***** EXTRAIT CHOISI

Sortie de presse du gâteau de digestat, photo Frédéric Douard

Après trois semaines de digestion, le digestat est pressé sur un tapis textile qui passe entre des rouleaux. Ce pressât humide, qui contient désormais principalement des plastiques, les fermentescibles ayant été digérés, est dirigé vers un sécheur alimenté par de l’air chauffé à partir de la chaleur de cogénération. Ce pressât part aujourd’hui en ISDND.

Le gâteau de digestat solide de l’usine de méthanisation d’Amiens, photo Frédéric Douard

Le jus de pressage du digestat, qui outre de l’eau contient une petite fraction de matière organique non décomposée dans les digesteurs, passe dans des filtres à bande pour sa déshydratation. De ces filtres sort un gâteau de filtration et un jus clair. Le jus clair va servir à humidifier les matières entrant dans le processus et son surplus sera épandu sur des exploitations agricoles dans le cadre d’un plan d’épandage.

Les 20 000 tonnes de gâteau de filtration produits chaque année sont mélangés avec des déchets verts broyés puis maturés en compost normé sur une plateforme externalisée.

**********
***** DONNÉES FOURNIES

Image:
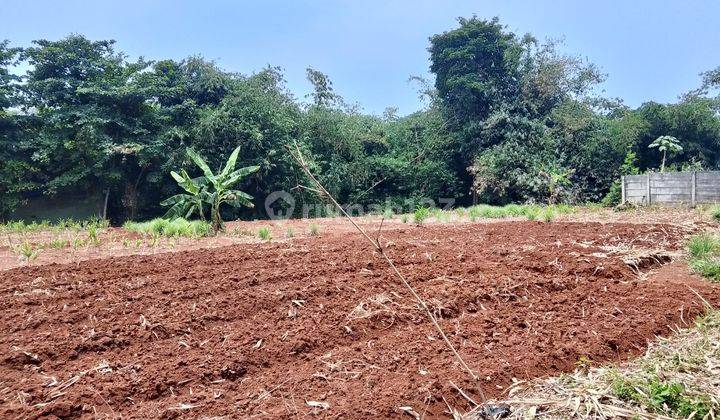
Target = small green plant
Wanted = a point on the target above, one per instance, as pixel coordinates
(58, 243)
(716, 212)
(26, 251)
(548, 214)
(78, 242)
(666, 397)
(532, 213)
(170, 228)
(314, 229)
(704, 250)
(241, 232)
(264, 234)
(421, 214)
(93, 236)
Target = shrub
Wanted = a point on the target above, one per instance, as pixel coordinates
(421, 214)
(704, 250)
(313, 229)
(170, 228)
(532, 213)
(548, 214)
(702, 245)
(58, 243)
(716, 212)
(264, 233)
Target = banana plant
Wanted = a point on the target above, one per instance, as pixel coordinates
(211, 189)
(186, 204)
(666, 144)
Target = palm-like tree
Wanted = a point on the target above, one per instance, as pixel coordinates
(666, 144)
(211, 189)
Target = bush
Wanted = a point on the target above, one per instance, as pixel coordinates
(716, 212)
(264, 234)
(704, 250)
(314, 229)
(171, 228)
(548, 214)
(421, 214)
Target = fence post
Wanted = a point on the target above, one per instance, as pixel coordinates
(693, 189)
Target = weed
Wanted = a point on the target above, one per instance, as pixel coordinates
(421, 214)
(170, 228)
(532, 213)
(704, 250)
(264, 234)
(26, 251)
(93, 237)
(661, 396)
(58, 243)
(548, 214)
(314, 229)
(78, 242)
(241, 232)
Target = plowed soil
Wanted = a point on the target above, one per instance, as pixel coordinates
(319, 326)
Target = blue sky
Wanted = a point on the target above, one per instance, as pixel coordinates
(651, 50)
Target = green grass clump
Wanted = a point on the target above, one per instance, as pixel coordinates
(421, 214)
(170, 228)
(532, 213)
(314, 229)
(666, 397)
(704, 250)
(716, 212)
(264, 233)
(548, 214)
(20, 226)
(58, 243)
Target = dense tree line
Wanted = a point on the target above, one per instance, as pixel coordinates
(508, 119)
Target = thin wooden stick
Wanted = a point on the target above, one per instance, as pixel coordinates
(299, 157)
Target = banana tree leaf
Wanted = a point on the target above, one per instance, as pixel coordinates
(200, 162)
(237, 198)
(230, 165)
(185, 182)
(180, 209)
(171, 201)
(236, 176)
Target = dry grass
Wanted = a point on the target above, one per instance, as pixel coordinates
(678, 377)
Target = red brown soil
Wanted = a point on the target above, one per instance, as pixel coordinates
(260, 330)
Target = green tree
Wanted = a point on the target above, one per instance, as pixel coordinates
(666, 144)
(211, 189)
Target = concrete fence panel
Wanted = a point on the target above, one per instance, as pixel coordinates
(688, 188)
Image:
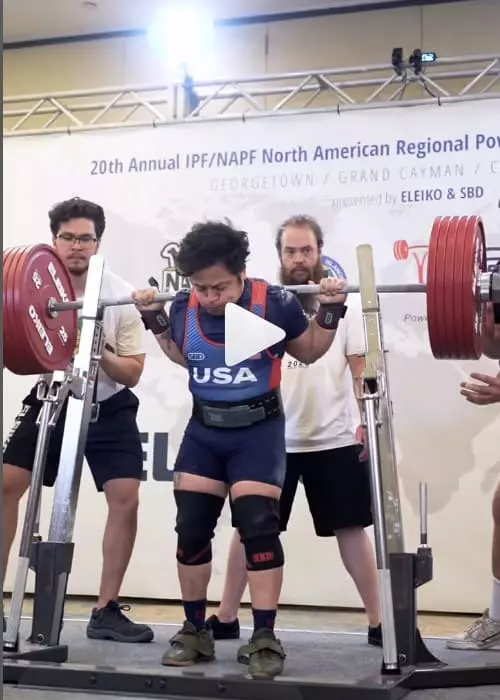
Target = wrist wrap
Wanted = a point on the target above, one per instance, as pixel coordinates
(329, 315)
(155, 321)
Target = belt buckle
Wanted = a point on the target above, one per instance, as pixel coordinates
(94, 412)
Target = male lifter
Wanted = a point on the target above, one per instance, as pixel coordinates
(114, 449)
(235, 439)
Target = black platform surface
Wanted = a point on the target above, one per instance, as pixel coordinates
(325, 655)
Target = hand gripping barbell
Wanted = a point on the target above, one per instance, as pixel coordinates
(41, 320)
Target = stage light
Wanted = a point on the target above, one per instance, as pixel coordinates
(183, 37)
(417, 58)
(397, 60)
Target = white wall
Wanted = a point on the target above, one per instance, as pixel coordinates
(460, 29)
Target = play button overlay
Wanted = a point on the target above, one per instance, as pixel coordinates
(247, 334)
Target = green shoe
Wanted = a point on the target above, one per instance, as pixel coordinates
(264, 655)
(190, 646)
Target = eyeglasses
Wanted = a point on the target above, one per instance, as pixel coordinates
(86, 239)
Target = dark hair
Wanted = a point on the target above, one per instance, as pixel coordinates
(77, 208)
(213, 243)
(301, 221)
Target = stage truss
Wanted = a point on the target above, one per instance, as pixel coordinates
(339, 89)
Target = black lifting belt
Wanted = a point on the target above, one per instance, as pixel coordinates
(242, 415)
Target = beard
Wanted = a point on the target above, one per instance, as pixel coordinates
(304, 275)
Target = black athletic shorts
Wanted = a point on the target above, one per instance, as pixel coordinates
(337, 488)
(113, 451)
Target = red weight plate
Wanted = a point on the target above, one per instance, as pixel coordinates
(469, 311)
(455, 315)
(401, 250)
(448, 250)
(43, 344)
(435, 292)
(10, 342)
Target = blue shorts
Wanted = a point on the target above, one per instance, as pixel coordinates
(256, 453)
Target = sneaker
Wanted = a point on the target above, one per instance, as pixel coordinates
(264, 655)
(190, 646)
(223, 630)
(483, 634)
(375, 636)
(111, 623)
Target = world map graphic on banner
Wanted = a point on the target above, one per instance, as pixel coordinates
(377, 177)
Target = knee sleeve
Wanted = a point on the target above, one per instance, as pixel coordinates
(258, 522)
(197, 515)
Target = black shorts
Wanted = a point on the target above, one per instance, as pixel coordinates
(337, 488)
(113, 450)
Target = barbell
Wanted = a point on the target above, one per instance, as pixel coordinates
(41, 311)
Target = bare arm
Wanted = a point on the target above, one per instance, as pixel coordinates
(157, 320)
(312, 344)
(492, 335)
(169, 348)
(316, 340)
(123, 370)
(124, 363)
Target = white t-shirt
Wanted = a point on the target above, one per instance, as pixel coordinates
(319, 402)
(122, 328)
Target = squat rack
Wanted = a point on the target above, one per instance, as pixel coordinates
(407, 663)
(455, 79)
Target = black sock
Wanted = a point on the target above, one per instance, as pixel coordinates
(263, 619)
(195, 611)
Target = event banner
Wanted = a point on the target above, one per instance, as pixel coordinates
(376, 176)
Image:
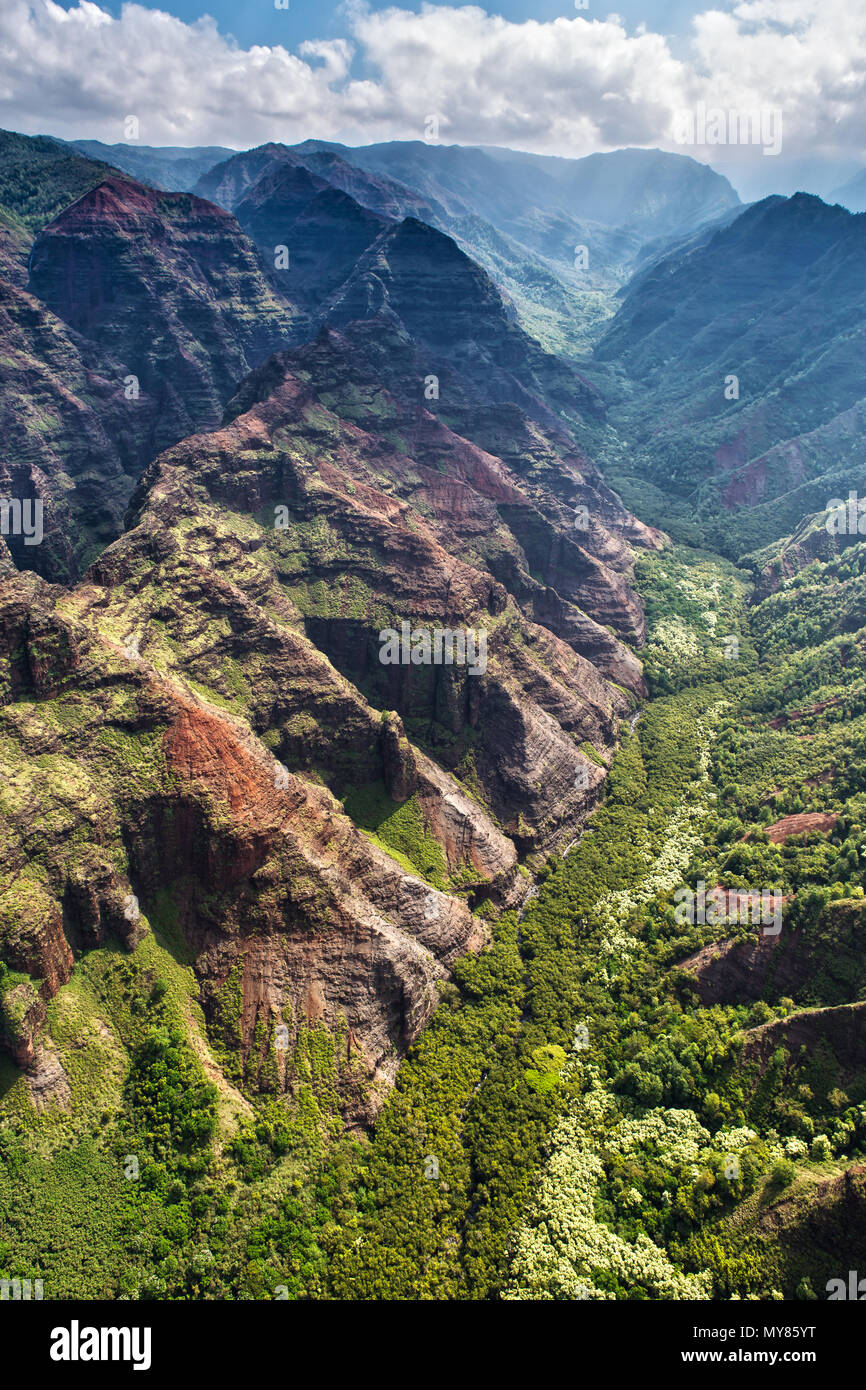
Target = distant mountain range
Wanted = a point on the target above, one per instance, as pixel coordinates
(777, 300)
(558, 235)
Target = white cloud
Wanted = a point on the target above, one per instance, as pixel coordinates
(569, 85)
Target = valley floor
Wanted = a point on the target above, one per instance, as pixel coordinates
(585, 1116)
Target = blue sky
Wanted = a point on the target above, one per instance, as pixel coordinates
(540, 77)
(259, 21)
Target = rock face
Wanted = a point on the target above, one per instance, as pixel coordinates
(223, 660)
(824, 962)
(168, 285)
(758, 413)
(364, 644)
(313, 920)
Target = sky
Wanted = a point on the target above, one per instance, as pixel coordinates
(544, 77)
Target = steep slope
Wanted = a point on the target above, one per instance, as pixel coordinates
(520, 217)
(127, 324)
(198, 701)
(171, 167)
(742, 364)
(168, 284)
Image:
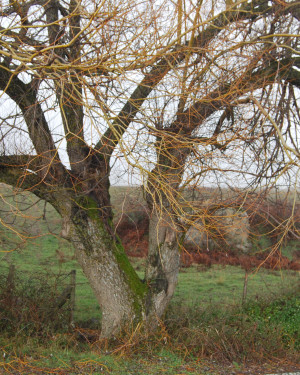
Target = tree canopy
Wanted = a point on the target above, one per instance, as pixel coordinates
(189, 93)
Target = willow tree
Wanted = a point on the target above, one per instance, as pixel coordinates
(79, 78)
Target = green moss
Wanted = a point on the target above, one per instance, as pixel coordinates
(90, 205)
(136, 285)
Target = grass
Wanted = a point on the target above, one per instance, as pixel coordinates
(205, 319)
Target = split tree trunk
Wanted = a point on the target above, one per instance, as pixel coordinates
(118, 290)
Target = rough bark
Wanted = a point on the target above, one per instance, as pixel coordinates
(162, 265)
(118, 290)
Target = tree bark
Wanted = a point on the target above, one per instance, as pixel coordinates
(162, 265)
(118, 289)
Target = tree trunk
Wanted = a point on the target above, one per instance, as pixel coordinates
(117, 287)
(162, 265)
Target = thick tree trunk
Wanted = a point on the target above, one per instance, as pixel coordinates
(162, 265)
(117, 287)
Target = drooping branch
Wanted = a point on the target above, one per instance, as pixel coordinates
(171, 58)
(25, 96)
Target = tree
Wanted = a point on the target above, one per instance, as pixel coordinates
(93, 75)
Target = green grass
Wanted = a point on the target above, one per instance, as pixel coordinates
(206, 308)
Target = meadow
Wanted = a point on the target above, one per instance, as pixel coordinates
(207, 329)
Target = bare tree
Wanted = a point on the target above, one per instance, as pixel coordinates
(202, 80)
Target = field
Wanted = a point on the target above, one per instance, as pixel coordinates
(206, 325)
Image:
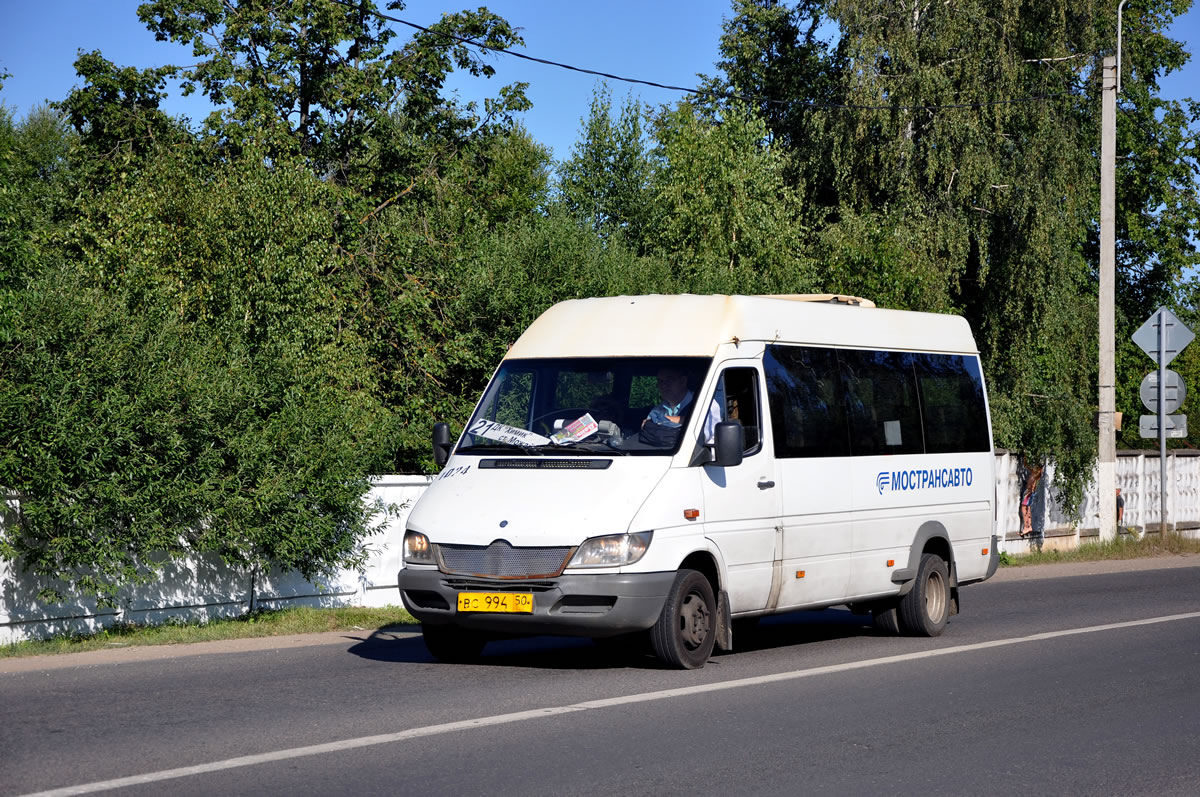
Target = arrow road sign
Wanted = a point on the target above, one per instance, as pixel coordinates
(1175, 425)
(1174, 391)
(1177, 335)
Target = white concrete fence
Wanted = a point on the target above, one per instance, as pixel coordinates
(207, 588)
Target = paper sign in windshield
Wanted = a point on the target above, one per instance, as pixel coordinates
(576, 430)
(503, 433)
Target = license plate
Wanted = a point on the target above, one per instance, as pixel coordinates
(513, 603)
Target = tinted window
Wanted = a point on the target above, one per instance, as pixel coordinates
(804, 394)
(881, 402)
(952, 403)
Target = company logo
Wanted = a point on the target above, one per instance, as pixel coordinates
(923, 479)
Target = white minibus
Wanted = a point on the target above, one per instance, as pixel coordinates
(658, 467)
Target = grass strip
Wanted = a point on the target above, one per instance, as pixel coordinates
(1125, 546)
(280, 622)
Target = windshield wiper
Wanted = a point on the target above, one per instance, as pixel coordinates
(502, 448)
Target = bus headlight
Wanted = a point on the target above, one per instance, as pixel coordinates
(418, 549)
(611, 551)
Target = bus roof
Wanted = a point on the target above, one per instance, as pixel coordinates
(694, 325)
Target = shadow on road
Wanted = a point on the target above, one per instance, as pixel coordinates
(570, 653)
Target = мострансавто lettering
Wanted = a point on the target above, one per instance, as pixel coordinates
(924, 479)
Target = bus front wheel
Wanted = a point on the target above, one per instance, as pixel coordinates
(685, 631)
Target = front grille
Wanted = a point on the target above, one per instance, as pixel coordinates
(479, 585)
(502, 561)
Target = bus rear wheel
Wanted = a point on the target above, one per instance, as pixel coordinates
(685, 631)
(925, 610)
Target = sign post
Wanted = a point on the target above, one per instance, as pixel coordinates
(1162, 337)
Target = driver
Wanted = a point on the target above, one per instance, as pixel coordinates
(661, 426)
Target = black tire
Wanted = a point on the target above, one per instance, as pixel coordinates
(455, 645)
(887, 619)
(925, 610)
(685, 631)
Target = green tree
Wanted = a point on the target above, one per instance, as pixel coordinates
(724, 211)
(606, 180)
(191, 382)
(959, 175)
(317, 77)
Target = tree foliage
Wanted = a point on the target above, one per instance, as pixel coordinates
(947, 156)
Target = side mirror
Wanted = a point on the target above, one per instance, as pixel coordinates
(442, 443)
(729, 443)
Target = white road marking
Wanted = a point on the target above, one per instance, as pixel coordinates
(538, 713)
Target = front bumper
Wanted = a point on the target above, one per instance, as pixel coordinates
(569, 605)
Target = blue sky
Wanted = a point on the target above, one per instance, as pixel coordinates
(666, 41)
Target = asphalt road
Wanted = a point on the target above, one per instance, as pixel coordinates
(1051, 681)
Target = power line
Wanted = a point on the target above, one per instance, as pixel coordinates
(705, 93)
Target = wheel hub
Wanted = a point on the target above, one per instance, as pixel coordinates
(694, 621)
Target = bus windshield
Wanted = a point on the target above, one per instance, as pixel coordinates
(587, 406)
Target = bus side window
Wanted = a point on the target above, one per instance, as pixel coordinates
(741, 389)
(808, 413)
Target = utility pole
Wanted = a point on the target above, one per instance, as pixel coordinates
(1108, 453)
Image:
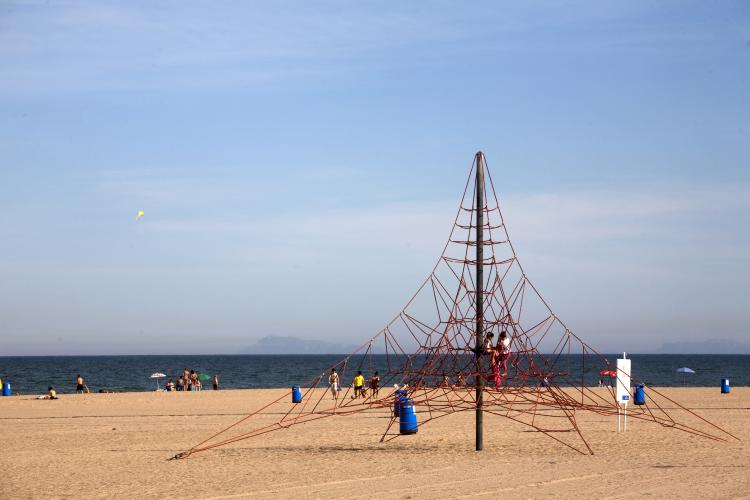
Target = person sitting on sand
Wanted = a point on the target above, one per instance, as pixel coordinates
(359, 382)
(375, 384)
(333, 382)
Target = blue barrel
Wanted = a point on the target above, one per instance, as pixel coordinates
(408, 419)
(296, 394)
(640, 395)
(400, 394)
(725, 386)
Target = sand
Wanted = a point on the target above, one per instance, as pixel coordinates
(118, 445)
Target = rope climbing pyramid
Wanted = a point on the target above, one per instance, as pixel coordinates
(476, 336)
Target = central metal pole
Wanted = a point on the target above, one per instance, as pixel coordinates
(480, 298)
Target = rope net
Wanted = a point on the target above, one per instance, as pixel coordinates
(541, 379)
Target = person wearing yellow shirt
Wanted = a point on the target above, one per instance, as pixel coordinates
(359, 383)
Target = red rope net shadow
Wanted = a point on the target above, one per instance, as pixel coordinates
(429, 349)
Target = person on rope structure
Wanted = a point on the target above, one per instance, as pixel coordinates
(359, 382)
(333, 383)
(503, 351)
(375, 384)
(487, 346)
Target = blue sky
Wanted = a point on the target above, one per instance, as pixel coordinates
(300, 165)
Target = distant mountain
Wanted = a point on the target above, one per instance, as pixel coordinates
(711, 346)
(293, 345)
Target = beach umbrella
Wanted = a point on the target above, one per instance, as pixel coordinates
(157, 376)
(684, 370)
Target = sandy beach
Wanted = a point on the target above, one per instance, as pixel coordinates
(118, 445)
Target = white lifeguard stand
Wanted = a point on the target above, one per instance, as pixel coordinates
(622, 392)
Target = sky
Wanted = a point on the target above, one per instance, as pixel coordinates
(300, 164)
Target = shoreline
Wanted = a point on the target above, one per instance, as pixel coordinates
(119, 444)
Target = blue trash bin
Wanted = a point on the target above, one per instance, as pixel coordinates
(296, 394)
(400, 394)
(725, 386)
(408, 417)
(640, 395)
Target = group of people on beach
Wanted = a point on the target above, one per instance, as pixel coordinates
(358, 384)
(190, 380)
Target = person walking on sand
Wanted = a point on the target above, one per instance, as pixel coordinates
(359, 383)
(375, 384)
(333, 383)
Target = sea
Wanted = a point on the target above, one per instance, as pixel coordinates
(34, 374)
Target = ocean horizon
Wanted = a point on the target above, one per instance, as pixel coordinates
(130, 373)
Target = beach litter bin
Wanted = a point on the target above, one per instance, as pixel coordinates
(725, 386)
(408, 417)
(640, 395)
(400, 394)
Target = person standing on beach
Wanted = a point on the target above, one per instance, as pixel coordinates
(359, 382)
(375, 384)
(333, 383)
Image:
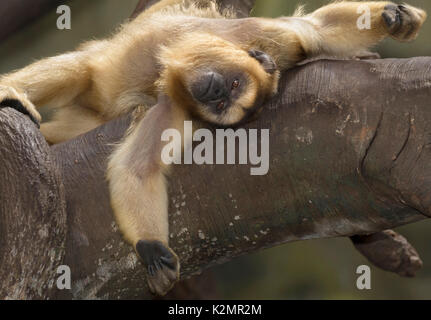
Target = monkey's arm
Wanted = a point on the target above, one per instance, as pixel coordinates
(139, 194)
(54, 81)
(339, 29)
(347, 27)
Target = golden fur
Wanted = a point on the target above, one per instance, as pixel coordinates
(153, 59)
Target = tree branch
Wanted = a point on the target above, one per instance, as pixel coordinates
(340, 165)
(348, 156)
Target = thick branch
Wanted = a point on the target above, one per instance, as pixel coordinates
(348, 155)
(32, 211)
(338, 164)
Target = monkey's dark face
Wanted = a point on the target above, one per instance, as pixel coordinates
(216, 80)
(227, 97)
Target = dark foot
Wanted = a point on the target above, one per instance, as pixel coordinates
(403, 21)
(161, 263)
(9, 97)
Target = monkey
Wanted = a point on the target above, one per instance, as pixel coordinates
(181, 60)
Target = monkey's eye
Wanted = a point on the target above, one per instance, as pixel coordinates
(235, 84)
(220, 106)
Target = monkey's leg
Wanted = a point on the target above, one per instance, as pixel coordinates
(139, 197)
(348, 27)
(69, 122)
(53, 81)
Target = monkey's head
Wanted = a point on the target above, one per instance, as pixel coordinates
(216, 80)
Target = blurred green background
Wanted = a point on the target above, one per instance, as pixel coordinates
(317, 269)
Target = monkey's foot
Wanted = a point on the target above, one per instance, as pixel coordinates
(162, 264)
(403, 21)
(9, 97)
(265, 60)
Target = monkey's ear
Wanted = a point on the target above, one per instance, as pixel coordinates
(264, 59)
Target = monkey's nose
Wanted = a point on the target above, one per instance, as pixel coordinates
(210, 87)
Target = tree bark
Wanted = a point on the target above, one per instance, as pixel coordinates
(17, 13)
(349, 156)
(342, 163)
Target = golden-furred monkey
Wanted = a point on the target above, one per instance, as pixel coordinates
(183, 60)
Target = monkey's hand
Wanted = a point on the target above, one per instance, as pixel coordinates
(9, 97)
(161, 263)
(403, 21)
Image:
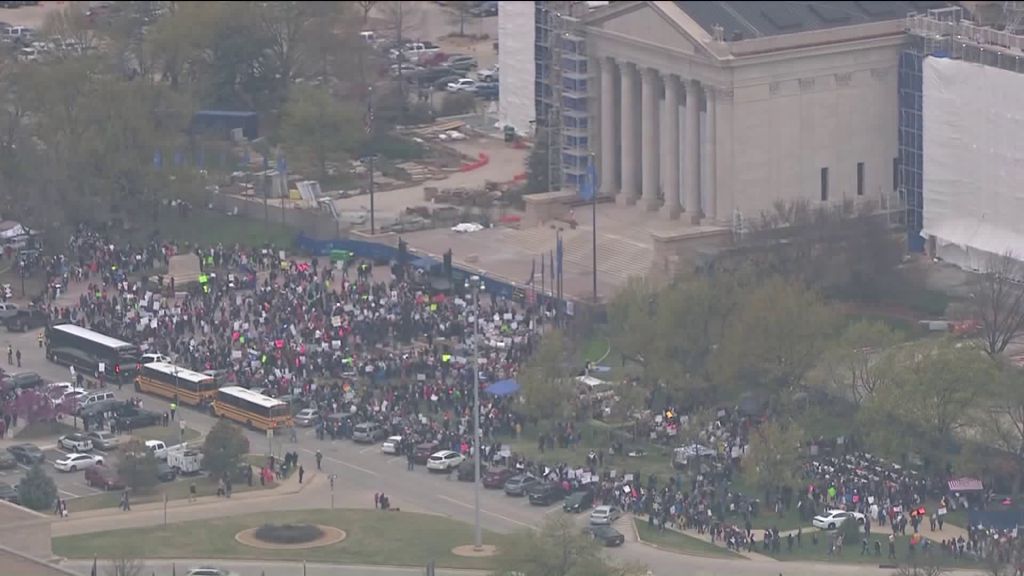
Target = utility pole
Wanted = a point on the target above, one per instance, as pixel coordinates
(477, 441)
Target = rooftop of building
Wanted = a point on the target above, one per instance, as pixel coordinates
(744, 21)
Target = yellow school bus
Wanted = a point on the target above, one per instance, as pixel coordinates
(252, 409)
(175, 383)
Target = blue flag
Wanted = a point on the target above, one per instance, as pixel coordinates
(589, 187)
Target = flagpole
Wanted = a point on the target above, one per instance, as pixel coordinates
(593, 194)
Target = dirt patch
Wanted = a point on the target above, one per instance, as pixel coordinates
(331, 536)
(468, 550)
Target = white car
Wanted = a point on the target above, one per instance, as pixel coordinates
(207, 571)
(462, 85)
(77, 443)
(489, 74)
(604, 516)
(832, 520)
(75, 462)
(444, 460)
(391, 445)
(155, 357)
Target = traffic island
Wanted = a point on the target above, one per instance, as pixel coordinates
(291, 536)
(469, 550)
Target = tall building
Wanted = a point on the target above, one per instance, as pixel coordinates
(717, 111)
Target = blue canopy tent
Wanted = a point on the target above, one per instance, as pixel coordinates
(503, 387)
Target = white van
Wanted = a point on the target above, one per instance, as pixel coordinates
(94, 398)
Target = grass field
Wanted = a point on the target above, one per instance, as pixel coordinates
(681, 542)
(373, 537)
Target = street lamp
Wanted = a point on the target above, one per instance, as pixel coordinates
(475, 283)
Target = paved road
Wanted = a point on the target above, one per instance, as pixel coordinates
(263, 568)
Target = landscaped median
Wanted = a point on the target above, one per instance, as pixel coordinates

**********

** CONSIGNE **
Selon l'extrait sur l'usine de méthanisation d'Amiens, pourquoi le pressât humide contient-il désormais surtout des plastiques ? Répondez en une à trois phrases.

** RÉPONSE **
Le pressât humide contient désormais principalement des plastiques parce que les matières fermentescibles ont été digérées au cours des trois semaines de digestion.